## Petunjuk Kerja
**1.** Tuliskan semua tanggal yang muncul dalam berita tentang lahan tambang di Papua, dalam bentuk yang sama seperti di berita.
**2.** Lanjutkan berita tentang lahan tambang di Papua mulai dari kalimat terakhirnya.

Dicabut Sepihak, Pengacara Pemilik Lahan Tambang di Papua Buka Suara

inilahjateng.com (Salatiga) – Eks pengacara pemilik lahan tambang di Kampung Sawe Suma, Distrik Urunum Guay, Kabupaten Jayapura, Provinsi Papua yang kini menjadi sumber konflik dengan investor asal Kota Salatiga akhirnya buka suara.
Ia adalah Petrus Wekan dari Kantor Hukum Fiat Justicia Ruat Caelum & Partner yang datang langsung memberi keterangan kepada media di Kota Salatiga.
Petrus mengatakan, semula memang ditunjuk menjadi kuasa hukum pemilik lahan di Kampung Sawe Suma atas nama Yohan Yasa. Pada jalinan kerjasama itu, disepakati rencana bisnis bersama pertambangan emas.
“Adapun, kemarin secara sepihak surat kuasa dicabut sepihak anak Pak Ondo Yohan bernama Barnabas Yasa pada Sabtu (22/6/2024) itu klaim sepihak. Karena apa? sebelumnya kami semua masih bertemu tanggal 13 Mei di Jayapura, Papua,” terangnya saat jumpa pers di Hotel Laras Asri Salatiga, Selasa (25/6/2024).
Petrus melanjutkan, pencabutan surat kuasa secara sepihak oleh anak pemilik lahan dinilai tidak sah.
Bahkan, kata dia dicabutnya surat kuasa setelah muncul konflik diduga kuat sebuah skenario yang telah direncanakan dari awal.
Ia menambahkan, dicabutnya surat kuasa yang penuh rekayasa itu melatarbelakanginya datang langsung ke Kota Salatiga.
Adapun, pencabutan surat kuasa juga musti dilengkapi dokumen jelas.

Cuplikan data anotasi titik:

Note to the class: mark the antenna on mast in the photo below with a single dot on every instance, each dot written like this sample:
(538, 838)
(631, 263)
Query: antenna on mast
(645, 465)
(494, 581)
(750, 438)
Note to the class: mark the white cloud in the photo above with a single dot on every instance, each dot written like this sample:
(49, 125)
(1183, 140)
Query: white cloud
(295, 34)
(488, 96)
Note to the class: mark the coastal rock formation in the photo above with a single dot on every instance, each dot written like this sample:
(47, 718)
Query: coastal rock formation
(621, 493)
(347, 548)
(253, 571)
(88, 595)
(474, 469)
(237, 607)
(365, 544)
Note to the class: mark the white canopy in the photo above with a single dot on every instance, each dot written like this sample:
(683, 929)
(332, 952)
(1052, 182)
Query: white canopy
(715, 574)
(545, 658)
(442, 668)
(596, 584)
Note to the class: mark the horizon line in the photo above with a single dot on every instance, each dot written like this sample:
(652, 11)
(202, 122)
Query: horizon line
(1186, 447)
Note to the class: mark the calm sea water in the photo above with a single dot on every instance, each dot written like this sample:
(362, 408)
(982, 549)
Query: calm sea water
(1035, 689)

## Jawaban Latihan
**1.**
- Sabtu (22/6/2024)
- 13 Mei
- Selasa (25/6/2024)

**2.**
“Sedang saya, sampai sekarang belum menerima surat (pencabutan) itu. Jadi, ini penuh rekayasa. Saya dan Marten Basaur beserta istrinya Linda masih sempat ketemu. Jadi, seharusnya, masih kuasa pendampingan hukum lahan masih pada saya,” katanya.
Petrus bercerita, permasalahan antara pemilik lahan tambang dengan investor emas asal Kota Salatiga bernama Nicholas Nyoto Prasetyo pemilik perusahaan Bahana Lintas Nusantara (BLN) bermula pencarian investor.
Dia memaparkan, singkatnya melalui pihak rekanan tambang emas Marten Basaur dan William Stroyer dicarikan investor. Kemudian, lewat kakak William terhubung dengan Nicholas.
“Kakak William bernama Ismail Stroyer lalu semua ketemu dan kenal. Kemudian, tercapai kesepakatan kerja. Hanya, bukan lewat Marten tapi melalui Max Ohe sekaligus Wakil Ketua Majelis Rakyat (MRP). Pak Max ini juga punya organisasi Barisan Merah Putih (BMP) Papua,” ujarnya.
Petrus menegaskan, penunjukkan Max Ohe atas dasar pertimbangan yang bersangkutan warga asli Papua.
Sedangkan, Marten Basaur bukan asli orang Papua. Sebenarnya kata dia, pangkal persoalan sebatas miskomunikasi.
Sebelumnya juga, sudah ada pembayaran awal senilai Rp 20 juta kepada pemilik lahan Ondo Yohan Yasa.
Namun, dalam perjalanan persoalan semakin rumit bahkan muncul beragam permintaan dana bernilai ratusan juta sampai miliaran rupiah.
“Itu uang muncul setelah ada pemerataan lahan. Sebenarnya, saya datang ke Salatiga ini untuk backup Marten. Karena, kontrak kerjasama antara BMP dan pemilih lahan tidak ada hubungan dengan investor,” jelasnya.
Diberitakan sebelumnya pengacara anak pemilik lahan Alvares Guarino mengklaim surat kuasa pengurusan lahan tambang dengan investor asal Kota Salatiga telah dicabut.
Selanjutnya, anak pemilik lahan atas nama Barnabas Yasa menguasakan sepenuhnya pengurusan ganti rugi kerusakan lahan hutan di Papua kepada Marten Basaur beserta kuasa hukum Alvares Guarino.
“Itu (surat kuasa) sudah dicabut dari pengacara Petrus Wekan. Itu, nggak jadi datang ke Salatiga (Petrus) sekarang anaknya pemilik lahan datang langsung dan minta ganti rugi,” tandasnya.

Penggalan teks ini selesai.